> **Tâche courte a**
Repérez chaque ligne des enregistrements où figure le mot "stone" et recopiez-la. Tenez compte des majuscules et des minuscules.

> **Texte à lire**
3. Considérant que, lorsqu'il examine une demande de titre de séjour portant la mention "salarié" ou "travailleur temporaire" présentée sur le fondement de ces dispositions dans le cadre de l'admission exceptionnelle au séjour, le préfet vérifie tout d'abord que l'étranger est dans l'année qui suit son dix-huitième anniversaire, que sa présence en France ne constitue pas une menace pour l'ordre public, qu'il a été confié à l'aide sociale à l'enfance entre l'âge de seize ans et celui de dix-huit ans et qu'il justifie suivre depuis au moins six mois une formation destinée à lui apporter une qualification professionnelle ; que, disposant d'un large pouvoir d'appréciation, il doit ensuite prendre en compte la situation de l'intéressé appréciée de façon globale au regard notamment du caractère réel et sérieux du suivi de cette formation, de la nature de ses liens avec sa famille restée dans le pays d'origine et de l'avis de la structure d'accueil sur son insertion dans la société française ;

4. Considérant que l'arrêté en litige, après avoir décrit la situation du requérant en France depuis son admission à l'aide sociale à l'enfance, est fondé sur le motif selon lequel M. B... est célibataire et sans charge de famille en France, qu'il a déclaré que ses parents étaient décédés quand il était très jeune alors qu'un jugement supplétif du tribunal de première instance de Conakry valant acte de naissance a été établi le 9 janvier 2015 à la demande de ses père et mère et qu'il n'établit pas l'impossibilité de créer sa propre vie privée et familiale en Guinée où réside son oncle maternel, lequel à organisé son départ en France ; que cet arrêté doit ainsi être regardé comme motivé exclusivement par la circonstance que le requérant n'est pas dépourvu de liens familiaux dans son pays d'origine ;

5. Considérant que le préfet de la Loire a demandé une substitution de motif en se prévalant devant le tribunal de ce que M. B... n'est pas dépourvu d'attaches familiales en Guinée et qu'il conserve des liens avec sa famille ;

6. Considérant que le motif que le préfet de la Loire entend substituer n'est pas différent de celui initialement invoqué dans sa décision, lequel ne suffit pas à fonder légalement un refus de titre de séjour sur le fondement des dispositions de l'article L. 313-15 du code de l'entrée et du séjour des étrangers et du droit d'asile, dès lors que l'autorité administrative doit, pour l'application de cette disposition, procéder à un examen global de la situation de l'étranger en prenant en considération le caractère réel et sérieux du suivi de sa formation, la nature de ses liens avec la famille restée dans le pays d'origine et l'avis de la structure d'accueil sur son insertion dans la société française ;

7. Considérant qu'il résulte de tout ce qui précède que M. B... est fondé à soutenir que c'est à tort que, par le jugement attaqué, le tribunal administratif de Lyon a rejeté sa demande et à demander l'annulation de ce jugement, celle du refus de titre de séjour qui lui a été opposé par le préfet de la Loire ainsi que, par voie de conséquence, celle des décisions portant obligation de quitter le territoire français et désignation du pays de renvoi ;

8. Considérant qu'eu égard aux motifs qui la fondent, l'annulation prononcée par le présent arrêt n'implique pas que le préfet du Rhône délivre à M. B... une carte de séjour temporaire mais seulement qu'il procède au réexamen de sa situation dans un délai de deux mois et qu'il lui délivre, dans l'attente de ce réexamen, une autorisation provisoire de séjour dans un délai de quinze jours ; que, dans les circonstances de l'espèce, il n'y a pas lieu d'assortir cette injonction d'une astreinte ;

9. Considérant que M. B... a obtenu le bénéfice de l'aide juridictionnelle totale ; que, par suite, son avocat peut se prévaloir des dispositions de l'article L. 761-1 du code de justice administrative et de l'article 37 de la loi du 10 juillet 1991 relative à l'aide juridique ; qu'il y a lieu, dans les circonstances de l'espèce, et sous réserve que Me Bescou, avocat du requérant, renonce à percevoir la somme correspondant à la part contributive à l'aide juridictionnelle incombant à l'Etat, de mettre à la charge de celui-ci le versement à cet avocat de la somme de 1 000 euros au titre des frais non compris dans les dépens ;

DECIDE :

Article 1er : Le jugement du tribunal administratif de Lyon du 8 novembre 2016 est annulé.

> **Données fournies**
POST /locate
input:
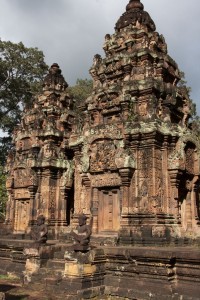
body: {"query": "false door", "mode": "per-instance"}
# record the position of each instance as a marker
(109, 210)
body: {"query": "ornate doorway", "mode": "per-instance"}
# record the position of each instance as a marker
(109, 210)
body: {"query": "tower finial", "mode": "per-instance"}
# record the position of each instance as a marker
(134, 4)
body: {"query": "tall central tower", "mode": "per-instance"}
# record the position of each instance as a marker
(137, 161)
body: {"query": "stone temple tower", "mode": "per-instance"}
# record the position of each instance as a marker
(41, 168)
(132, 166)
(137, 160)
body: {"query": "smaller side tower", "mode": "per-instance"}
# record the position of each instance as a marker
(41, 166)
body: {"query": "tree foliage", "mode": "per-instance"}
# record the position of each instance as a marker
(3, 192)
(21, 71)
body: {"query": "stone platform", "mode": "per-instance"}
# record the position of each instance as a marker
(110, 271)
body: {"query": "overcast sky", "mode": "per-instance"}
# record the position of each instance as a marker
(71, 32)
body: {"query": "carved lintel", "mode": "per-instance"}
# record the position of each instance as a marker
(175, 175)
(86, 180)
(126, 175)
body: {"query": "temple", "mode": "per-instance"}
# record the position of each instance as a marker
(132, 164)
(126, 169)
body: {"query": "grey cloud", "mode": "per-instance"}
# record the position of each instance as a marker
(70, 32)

...

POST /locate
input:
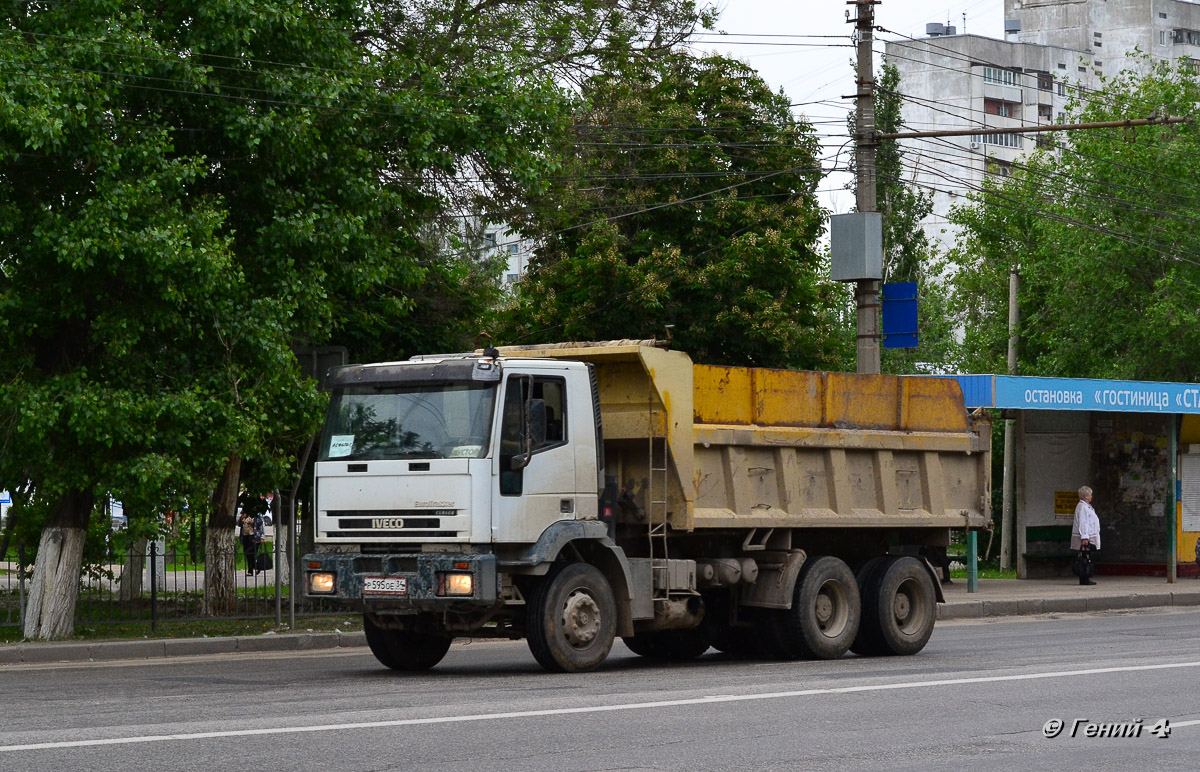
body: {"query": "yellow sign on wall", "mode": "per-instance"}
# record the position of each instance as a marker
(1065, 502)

> **Tâche courte b**
Dans l'arrêt ci-dessus, énumérez les conditions que le préfet vérifie tout d'abord lorsqu'il examine une demande de titre de séjour.

> **Solution proposée a**
body: {"query": "stone temple tower", "mode": "per-instance"}
body: {"query": "stone platform", "mode": "per-instance"}

> **Solution proposée b**
- L'étranger est dans l'année qui suit son dix-huitième anniversaire.
- Sa présence en France ne constitue pas une menace pour l'ordre public.
- Il a été confié à l'aide sociale à l'enfance entre l'âge de seize ans et celui de dix-huit ans.
- Il justifie suivre depuis au moins six mois une formation destinée à lui apporter une qualification professionnelle.